### Request
Write out the whole listing exactly as it stands.

### Available records
══════
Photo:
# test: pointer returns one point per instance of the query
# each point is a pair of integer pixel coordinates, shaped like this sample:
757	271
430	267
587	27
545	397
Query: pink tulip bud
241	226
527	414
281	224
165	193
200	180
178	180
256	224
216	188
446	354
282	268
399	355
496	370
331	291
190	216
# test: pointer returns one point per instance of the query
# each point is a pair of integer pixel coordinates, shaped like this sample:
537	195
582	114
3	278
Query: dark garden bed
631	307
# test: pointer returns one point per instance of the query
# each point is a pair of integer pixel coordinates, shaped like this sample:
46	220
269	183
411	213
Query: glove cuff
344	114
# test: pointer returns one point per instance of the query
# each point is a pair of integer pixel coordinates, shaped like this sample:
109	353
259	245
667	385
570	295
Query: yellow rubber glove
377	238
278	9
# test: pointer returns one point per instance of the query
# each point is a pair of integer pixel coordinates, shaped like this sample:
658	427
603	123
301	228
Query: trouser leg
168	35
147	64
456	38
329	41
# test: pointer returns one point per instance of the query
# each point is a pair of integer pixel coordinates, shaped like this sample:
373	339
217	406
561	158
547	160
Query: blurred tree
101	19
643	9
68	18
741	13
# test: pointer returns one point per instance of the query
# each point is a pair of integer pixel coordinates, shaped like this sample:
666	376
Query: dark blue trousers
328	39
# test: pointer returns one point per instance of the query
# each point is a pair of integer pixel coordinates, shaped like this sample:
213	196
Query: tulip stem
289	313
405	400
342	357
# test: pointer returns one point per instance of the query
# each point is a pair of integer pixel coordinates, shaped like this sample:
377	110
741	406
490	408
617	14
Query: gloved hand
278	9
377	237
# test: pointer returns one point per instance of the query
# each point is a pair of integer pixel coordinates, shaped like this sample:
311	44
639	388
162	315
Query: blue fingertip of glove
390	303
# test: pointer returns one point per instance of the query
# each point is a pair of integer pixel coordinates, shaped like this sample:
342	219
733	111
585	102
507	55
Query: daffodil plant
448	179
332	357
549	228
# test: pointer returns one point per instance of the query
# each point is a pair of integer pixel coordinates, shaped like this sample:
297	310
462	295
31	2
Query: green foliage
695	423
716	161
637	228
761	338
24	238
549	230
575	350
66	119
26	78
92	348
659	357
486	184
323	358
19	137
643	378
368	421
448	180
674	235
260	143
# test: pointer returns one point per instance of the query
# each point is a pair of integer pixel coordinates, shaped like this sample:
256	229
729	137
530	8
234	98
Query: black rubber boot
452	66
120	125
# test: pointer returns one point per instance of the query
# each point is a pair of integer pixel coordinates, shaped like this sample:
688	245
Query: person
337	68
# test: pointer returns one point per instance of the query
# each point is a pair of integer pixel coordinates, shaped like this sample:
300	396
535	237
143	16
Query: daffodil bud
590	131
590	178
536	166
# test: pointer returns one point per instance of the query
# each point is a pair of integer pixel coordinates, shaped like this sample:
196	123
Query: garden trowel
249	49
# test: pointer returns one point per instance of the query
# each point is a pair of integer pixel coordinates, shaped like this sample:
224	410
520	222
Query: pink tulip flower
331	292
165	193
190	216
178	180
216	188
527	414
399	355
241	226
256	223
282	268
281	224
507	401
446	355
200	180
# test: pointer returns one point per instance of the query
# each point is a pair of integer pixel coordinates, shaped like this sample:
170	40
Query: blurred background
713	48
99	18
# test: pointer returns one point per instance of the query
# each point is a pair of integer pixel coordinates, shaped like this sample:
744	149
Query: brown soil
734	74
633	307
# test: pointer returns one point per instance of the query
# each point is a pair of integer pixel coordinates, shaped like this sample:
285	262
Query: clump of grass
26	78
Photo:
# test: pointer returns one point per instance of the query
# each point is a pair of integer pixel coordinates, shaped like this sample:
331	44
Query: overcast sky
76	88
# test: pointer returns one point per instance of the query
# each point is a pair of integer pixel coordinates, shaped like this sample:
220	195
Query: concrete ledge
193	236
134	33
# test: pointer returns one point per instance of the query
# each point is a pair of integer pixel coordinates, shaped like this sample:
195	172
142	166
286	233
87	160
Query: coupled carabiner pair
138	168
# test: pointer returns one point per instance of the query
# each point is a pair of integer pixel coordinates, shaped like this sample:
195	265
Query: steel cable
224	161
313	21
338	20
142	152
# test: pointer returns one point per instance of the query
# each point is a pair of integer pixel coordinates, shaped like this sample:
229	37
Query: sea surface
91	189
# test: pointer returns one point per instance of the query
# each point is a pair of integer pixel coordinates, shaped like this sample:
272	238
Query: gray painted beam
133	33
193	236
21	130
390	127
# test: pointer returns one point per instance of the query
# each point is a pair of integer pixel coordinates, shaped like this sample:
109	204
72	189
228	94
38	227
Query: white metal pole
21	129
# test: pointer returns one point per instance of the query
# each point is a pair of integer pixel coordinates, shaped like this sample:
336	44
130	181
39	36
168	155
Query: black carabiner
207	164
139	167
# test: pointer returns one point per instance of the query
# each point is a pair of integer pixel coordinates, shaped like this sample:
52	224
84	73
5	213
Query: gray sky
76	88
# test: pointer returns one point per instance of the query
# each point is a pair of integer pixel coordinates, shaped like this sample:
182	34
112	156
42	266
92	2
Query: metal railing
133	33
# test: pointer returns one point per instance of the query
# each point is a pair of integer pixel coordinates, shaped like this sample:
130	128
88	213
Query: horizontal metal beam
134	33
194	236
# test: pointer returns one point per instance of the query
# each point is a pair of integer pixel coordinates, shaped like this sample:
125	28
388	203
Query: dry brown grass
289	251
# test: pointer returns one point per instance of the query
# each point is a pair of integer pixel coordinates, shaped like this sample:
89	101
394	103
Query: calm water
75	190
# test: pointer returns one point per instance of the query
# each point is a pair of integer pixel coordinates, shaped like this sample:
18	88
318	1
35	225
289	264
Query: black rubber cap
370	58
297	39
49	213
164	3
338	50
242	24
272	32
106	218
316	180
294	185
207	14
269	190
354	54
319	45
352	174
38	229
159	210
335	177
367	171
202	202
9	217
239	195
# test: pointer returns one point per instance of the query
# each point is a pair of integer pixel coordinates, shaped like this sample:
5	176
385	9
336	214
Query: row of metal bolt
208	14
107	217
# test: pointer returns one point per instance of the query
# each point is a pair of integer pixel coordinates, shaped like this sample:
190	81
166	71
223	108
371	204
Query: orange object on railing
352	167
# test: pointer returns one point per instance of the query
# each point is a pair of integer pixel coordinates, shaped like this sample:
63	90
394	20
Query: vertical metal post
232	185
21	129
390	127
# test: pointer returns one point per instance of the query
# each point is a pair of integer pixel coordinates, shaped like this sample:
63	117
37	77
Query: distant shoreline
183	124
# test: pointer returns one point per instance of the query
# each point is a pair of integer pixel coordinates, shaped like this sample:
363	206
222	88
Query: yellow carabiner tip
══════
### Answer to the problem
Photo:
# test: pointer returns one point per instance of the query
# each point is a pair of integer pixel coordinates, shaped like this sample:
757	271
430	267
587	27
545	397
Query: pink tulip bud
241	226
527	414
281	224
165	193
200	180
178	180
256	224
216	188
446	354
282	268
399	355
496	370
331	291
190	216
# test: pointer returns one point per instance of the query
# each point is a pair of integer pixel coordinates, shaped like this sample:
537	195
582	114
3	278
Query: dark garden bed
631	307
# test: pointer returns one point per instance of the query
# each point is a pair of integer pixel coordinates, shaped like this sample:
46	220
269	183
411	213
Query: glove cuff
344	114
# test: pointer returns one point per instance of the query
# each point is a pair of integer pixel coordinates, shaped like this sample:
109	353
259	245
667	385
570	295
Query: yellow rubber glove
377	238
278	9
# test: pointer returns one point per instance of the query
# each point is a pair of integer pixel coordinates, shaped like this sample:
658	427
603	123
301	228
Query: trouser leg
168	35
147	64
456	38
329	41
# test: pointer returns one point per instance of the query
# each point is a pair of integer pixel coordinates, shaped like this sample:
373	339
217	406
561	158
547	160
Query: blurred tree
101	19
643	9
68	18
741	13
# test: pointer returns one point per instance of the query
# each point is a pair of integer pixel coordinates, shaped like this sample:
666	376
Query: dark blue trousers
328	39
# test: pointer returns one point per instance of the query
# each point is a pair of integer pixel coordinates, shaped like this sample:
213	196
Query: tulip stem
289	313
405	400
342	357
# test: pointer returns one point per instance of the query
# each point is a pair of integer pixel coordinates, shaped like this sample:
377	110
741	406
490	408
617	14
Query: gloved hand
278	9
377	237
# test: pointer returns one point per instance of the query
# each point is a pair of integer pixel coordinates, shaped like this sample:
311	44
639	388
162	315
Query: blue fingertip of glove
390	303
# test: pointer returns one point per instance of the query
# each point is a pair of integer pixel coordinates, shaped like this sample:
342	219
733	111
585	102
507	55
Query: daffodil plant
448	179
332	357
549	228
# test: pointer returns one point per instance of the query
# each point is a pair of integer pixel coordinates, shaped like this sample:
297	310
462	295
31	2
Query: green foliage
695	423
716	161
637	228
761	338
24	238
549	230
575	350
66	119
26	78
92	348
659	357
486	184
323	358
19	137
643	378
368	421
448	180
674	235
260	143
# test: pointer returns one point per instance of the query
# each point is a pair of integer pixel coordinates, shaped like this sample:
256	229
729	137
530	8
234	98
Query: black rubber boot
452	66
120	125
# test: pointer returns one point per instance of the query
# each point is a pair of integer pixel coordinates, shaped like this sample:
688	245
Query: person
337	68
# test: pointer returns one point per instance of the query
# each point is a pair of integer pixel coordinates, shaped like this sample:
300	396
535	237
143	16
Query: daffodil bud
590	131
590	178
536	166
# test: pointer returns one point per instance of the query
# each point is a pair of integer pixel coordinates, shaped like this sample:
196	123
Query: garden trowel
249	49
# test: pointer returns one point per instance of the query
# each point is a pair of integer pixel coordinates, shaped like this sample:
224	410
520	222
Query: pink tulip flower
331	292
165	193
190	216
178	180
216	188
527	414
399	355
241	226
256	223
282	268
281	224
507	401
446	355
200	180
# test: pointer returns one point per instance of the query
# each point is a pair of integer pixel coordinates, shaped like this sample:
170	40
Query: blurred background
713	48
99	18
# test: pointer returns one point per instance of the query
# each point is a pair of integer pixel coordinates, shaped like this sample:
744	149
Query: brown soil
734	74
633	307
# test: pointer returns one point per instance of the query
# each point is a pair of integer pixel coordinates, shaped like this sample:
285	262
Query: clump of grass
26	78
Photo:
# test: pointer returns one point per instance of the query
# each point is a pair of integer pixel coordinates, shaped like this sample:
331	44
Query: overcast sky
76	88
# test: pointer returns one point per instance of the query
# each point is a pair of integer pixel coordinates, shaped like this sample:
220	195
Query: concrete ledge
193	236
134	33
# test: pointer returns one point per instance of the query
# each point is a pair of integer pixel coordinates, shaped like this sample:
195	172
142	166
286	233
87	160
Query: coupled carabiner pair
138	168
# test: pointer returns one point per instance of the query
# each point is a pair of integer pixel coordinates, shaped like this sample:
195	265
Query: steel cable
224	161
313	21
338	20
142	152
# test: pointer returns one point per instance of the query
# each point is a pair of integer pixel coordinates, shaped like this sample:
229	37
Query: sea surface
91	189
# test: pointer returns one point per instance of the query
# each point is a pair of integer pixel coordinates, shaped like this sample:
272	238
Query: gray painted beam
133	33
193	236
21	130
390	127
# test: pointer returns one point per instance of the query
# each point is a pair of integer pixel coordinates, shaped like this sample:
109	204
72	189
228	94
38	227
Query: white metal pole
21	129
# test: pointer returns one point per instance of the query
# each point is a pair of integer pixel coordinates, shaped like this sample:
336	44
130	181
39	36
168	155
Query: black carabiner
207	164
139	167
# test: pointer returns one point per instance of the query
# each point is a pair of integer pixel coordinates, shaped like this sample:
52	224
84	73
5	213
Query: gray sky
76	88
# test: pointer returns one point per instance of the query
# each point is a pair of integer pixel coordinates, shaped like this sample:
182	34
112	156
42	266
92	2
Query: metal railing
133	33
# test: pointer returns one point per instance of the query
# each point is a pair of integer pixel coordinates, shaped like this sample:
130	128
88	213
Query: horizontal metal beam
134	33
194	236
# test: pointer returns one point per instance of the query
# each point is a pair of integer pixel coordinates, shaped like this sample:
125	28
388	203
Query: dry brown grass
289	251
# test: pointer returns one point per instance of the query
# each point is a pair of integer pixel coordinates, shaped like this sample:
89	101
394	103
Query: calm water
75	190
# test: pointer returns one point per instance of the query
# each point is a pair of integer pixel coordinates, shaped like this sample:
18	88
318	1
35	225
289	264
Query: black rubber cap
370	58
297	39
49	213
164	3
338	50
242	24
272	32
106	218
316	180
294	185
207	14
269	190
354	54
319	45
352	174
38	229
159	210
335	177
367	171
202	202
9	217
239	195
# test: pointer returns one point per instance of the query
# each point is a pair of integer pixel coordinates, shaped like this sample:
5	176
385	9
336	214
Query: row of metal bolt
208	14
107	217
# test: pointer returns one point per instance of the query
# each point is a pair of integer pixel coordinates, shaped like this sample:
190	81
166	71
223	108
371	204
Query: orange object on railing
352	167
# test: pointer returns one point per instance of the query
# each point is a pair of integer pixel coordinates, shaped like this sample:
63	90
394	20
Query: vertical metal post
232	185
21	129
390	127
# test: pointer returns one point per instance of the query
# each point is a pair of integer pixel coordinates, shaped like this sample:
63	117
37	77
Query: distant shoreline
183	124
# test: pointer returns one point per instance of the query
# each point is a pair of integer pixel coordinates, shaped like this sample:
363	206
222	88
Query: yellow carabiner tip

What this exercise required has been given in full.